● PROBLEM TO WORK ON
Reproduce the records word for word, starting at their very first line and ending with the line that contains "371L452 396L456 395L459", including both of those lines.

● RECORDS TO USE
════════════════════

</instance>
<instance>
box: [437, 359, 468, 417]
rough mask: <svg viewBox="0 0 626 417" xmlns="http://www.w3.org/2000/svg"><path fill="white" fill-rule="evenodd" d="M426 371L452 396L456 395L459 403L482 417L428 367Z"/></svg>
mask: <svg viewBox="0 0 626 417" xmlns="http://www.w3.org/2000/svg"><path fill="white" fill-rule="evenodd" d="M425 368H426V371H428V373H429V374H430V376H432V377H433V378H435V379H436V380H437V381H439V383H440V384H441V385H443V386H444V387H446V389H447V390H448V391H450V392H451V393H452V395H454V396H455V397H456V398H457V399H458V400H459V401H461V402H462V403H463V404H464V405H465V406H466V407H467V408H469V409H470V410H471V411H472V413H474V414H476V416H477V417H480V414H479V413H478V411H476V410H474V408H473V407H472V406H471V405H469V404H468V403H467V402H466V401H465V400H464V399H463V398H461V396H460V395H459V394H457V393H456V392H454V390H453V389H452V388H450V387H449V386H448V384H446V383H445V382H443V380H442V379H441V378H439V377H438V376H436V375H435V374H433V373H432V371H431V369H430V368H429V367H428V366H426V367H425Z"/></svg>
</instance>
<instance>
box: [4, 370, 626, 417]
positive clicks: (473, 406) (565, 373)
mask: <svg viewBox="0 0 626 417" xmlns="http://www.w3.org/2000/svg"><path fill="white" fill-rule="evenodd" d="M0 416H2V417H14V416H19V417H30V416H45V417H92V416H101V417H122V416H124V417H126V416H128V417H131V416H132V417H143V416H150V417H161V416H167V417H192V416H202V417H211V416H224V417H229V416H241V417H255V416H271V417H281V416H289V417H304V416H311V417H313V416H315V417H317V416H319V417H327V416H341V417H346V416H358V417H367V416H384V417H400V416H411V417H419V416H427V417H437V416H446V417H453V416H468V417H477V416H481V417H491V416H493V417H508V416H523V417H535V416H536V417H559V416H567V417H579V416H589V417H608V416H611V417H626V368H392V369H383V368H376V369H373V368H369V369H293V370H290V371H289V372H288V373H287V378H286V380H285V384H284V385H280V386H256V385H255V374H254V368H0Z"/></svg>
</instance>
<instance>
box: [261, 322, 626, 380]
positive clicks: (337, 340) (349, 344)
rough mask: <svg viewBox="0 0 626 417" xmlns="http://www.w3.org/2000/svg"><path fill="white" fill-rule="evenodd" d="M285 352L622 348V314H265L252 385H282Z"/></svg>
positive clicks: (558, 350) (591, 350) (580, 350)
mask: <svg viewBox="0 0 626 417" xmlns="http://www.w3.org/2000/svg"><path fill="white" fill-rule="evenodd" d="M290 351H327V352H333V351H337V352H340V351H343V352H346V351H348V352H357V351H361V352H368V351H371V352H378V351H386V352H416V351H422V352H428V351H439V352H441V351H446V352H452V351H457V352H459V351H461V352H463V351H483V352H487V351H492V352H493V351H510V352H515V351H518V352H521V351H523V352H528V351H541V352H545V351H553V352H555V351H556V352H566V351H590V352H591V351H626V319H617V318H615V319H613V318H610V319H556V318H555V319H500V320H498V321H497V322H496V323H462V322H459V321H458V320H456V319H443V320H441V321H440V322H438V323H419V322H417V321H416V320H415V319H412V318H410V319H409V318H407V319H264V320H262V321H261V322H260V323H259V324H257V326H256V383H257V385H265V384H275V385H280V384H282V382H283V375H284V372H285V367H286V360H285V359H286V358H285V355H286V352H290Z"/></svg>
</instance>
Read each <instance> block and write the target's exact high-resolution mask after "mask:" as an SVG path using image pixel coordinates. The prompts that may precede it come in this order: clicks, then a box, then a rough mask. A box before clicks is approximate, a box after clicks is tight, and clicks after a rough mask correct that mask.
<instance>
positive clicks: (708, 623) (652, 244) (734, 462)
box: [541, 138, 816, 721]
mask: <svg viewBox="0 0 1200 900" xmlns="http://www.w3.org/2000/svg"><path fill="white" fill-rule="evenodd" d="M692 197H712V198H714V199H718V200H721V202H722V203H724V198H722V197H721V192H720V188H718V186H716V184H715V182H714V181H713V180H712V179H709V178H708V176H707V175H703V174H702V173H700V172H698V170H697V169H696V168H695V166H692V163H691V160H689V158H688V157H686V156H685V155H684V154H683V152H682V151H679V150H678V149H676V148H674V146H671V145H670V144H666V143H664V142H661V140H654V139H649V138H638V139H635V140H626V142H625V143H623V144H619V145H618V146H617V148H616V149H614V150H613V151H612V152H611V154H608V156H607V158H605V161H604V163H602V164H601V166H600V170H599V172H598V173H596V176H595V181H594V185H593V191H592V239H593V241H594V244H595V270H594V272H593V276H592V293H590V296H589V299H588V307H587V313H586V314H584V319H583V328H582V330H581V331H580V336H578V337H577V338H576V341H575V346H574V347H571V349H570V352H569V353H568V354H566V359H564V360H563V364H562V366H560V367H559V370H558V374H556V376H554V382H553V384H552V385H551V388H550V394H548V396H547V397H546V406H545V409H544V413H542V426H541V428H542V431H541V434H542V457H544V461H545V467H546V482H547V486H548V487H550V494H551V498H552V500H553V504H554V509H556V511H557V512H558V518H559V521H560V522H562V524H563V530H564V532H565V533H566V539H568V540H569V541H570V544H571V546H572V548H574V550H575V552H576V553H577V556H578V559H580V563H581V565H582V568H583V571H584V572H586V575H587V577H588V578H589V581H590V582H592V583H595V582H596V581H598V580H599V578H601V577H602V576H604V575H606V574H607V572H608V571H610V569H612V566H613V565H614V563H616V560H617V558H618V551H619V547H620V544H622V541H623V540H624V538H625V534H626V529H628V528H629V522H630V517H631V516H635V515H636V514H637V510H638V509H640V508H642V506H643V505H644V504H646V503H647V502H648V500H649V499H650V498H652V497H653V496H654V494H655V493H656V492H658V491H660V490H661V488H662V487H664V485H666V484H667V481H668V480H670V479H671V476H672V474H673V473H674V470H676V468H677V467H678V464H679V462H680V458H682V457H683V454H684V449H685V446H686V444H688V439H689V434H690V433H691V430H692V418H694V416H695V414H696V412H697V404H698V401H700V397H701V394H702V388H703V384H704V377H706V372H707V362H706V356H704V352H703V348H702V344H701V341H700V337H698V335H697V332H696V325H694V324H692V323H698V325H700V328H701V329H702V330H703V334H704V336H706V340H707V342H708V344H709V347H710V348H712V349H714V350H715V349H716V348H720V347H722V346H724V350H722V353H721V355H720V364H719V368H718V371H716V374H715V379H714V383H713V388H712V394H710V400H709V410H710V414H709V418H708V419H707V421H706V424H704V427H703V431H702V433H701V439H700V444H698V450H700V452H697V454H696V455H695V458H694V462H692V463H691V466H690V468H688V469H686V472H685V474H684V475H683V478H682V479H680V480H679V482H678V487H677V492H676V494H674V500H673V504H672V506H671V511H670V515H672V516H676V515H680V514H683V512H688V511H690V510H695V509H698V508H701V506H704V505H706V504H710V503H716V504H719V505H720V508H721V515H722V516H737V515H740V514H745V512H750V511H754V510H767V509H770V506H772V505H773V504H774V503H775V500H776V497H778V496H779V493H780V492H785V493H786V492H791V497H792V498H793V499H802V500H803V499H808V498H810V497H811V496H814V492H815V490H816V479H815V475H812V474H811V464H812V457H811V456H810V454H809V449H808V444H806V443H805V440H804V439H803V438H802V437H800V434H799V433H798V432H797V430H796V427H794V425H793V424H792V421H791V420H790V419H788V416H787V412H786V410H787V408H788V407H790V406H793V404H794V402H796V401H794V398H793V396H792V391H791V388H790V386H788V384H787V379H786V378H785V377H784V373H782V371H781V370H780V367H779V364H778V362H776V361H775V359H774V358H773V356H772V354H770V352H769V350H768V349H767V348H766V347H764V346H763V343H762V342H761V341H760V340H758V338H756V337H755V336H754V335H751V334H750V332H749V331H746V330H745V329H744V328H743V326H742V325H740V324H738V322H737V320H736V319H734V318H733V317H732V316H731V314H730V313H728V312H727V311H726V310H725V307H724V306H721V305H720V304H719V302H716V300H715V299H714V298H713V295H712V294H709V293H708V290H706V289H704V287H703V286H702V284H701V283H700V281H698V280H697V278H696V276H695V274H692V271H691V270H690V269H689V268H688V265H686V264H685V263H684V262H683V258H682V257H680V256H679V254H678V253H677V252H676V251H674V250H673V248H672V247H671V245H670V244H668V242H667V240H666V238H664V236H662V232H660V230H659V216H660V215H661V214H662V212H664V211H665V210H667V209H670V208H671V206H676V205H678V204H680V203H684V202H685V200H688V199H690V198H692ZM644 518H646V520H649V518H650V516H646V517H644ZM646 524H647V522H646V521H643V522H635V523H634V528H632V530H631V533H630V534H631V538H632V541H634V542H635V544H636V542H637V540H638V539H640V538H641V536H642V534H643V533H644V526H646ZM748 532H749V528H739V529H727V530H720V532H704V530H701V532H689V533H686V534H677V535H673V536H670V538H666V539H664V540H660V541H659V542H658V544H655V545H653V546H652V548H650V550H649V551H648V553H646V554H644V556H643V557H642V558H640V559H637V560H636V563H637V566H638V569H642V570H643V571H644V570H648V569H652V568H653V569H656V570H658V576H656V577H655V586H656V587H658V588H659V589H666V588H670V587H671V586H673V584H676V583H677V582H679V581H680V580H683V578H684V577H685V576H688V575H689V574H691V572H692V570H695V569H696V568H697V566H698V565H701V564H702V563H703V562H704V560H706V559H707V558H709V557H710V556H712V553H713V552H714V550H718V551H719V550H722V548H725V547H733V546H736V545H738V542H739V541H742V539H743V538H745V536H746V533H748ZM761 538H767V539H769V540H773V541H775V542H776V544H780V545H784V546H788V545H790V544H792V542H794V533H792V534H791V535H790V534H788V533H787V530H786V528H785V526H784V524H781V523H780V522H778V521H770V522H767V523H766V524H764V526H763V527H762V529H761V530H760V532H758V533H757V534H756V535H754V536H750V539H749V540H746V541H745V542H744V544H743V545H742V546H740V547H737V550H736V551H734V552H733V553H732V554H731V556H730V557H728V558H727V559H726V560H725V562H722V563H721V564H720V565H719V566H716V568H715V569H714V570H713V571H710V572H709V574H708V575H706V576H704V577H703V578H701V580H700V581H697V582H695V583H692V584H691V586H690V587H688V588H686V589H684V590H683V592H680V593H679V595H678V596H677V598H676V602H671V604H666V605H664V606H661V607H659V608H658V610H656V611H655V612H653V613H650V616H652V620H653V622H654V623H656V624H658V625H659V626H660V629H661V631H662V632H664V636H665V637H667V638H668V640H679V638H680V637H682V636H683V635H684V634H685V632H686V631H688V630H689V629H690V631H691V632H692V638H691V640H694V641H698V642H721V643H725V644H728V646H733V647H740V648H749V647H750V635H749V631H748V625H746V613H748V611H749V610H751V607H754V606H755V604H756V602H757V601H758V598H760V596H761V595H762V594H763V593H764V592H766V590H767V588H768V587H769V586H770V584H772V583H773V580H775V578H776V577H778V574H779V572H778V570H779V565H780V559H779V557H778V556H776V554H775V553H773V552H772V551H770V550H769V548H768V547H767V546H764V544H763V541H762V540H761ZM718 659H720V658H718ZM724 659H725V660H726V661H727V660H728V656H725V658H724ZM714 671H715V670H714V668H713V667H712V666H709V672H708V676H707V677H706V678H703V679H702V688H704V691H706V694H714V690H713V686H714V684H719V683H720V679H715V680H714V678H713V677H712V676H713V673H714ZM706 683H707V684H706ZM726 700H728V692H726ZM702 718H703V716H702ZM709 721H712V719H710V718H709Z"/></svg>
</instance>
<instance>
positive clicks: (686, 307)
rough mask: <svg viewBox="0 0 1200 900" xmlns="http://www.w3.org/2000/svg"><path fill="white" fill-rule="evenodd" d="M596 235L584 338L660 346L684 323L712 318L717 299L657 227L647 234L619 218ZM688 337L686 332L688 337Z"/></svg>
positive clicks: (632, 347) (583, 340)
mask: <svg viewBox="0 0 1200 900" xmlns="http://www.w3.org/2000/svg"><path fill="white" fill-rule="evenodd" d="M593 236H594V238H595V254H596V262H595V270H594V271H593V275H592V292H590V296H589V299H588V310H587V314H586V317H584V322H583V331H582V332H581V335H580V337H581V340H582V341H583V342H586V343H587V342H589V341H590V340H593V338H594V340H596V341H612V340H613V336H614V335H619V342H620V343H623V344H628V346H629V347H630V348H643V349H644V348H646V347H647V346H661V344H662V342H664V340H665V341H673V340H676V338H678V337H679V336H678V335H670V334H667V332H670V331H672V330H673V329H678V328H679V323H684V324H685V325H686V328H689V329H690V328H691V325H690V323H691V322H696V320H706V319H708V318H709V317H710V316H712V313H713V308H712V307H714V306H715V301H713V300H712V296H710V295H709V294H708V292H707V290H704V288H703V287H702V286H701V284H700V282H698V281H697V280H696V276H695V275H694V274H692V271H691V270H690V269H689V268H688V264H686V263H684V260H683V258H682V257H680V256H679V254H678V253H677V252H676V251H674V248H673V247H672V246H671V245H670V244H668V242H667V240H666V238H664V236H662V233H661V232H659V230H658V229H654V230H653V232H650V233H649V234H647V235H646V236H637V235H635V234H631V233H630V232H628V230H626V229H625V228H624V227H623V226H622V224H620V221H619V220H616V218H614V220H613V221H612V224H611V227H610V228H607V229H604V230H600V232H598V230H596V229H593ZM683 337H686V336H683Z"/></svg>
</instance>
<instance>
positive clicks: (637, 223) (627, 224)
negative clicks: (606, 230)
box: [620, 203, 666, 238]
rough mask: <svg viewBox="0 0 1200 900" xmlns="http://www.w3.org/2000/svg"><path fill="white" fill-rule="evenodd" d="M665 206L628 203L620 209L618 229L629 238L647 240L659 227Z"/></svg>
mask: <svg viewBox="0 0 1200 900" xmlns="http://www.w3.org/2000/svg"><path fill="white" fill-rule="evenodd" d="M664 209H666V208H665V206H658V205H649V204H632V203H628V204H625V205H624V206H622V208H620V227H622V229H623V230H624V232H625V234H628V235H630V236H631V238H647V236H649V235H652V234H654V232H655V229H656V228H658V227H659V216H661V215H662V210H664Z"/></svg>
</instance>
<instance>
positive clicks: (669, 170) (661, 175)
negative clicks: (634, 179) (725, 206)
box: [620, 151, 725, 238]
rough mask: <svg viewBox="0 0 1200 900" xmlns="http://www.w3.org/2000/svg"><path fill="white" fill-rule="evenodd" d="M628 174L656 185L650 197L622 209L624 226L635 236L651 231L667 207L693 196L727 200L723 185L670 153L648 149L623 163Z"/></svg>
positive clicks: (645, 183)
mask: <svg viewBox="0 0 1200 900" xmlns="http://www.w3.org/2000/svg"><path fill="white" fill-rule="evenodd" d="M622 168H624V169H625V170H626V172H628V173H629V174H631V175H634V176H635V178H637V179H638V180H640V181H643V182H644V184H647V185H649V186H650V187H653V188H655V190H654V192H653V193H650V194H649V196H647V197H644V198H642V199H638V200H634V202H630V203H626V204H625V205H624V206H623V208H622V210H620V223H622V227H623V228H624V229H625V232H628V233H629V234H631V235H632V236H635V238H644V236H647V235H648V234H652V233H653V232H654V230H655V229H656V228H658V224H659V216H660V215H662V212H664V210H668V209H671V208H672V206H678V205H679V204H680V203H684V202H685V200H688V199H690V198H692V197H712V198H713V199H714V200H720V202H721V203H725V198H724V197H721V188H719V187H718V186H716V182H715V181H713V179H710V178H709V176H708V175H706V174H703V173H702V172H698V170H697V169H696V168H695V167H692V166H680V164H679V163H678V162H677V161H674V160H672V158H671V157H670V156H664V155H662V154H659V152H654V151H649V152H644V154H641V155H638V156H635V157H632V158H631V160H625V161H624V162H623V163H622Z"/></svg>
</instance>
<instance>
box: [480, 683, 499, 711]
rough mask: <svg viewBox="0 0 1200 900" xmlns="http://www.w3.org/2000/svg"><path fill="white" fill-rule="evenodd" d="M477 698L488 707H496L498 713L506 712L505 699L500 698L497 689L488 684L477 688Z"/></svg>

════════════════════

● PROBLEM SOLUTION
</instance>
<instance>
box: [437, 359, 468, 417]
rough mask: <svg viewBox="0 0 626 417" xmlns="http://www.w3.org/2000/svg"><path fill="white" fill-rule="evenodd" d="M426 371L452 396L456 395L459 403L482 417L428 367Z"/></svg>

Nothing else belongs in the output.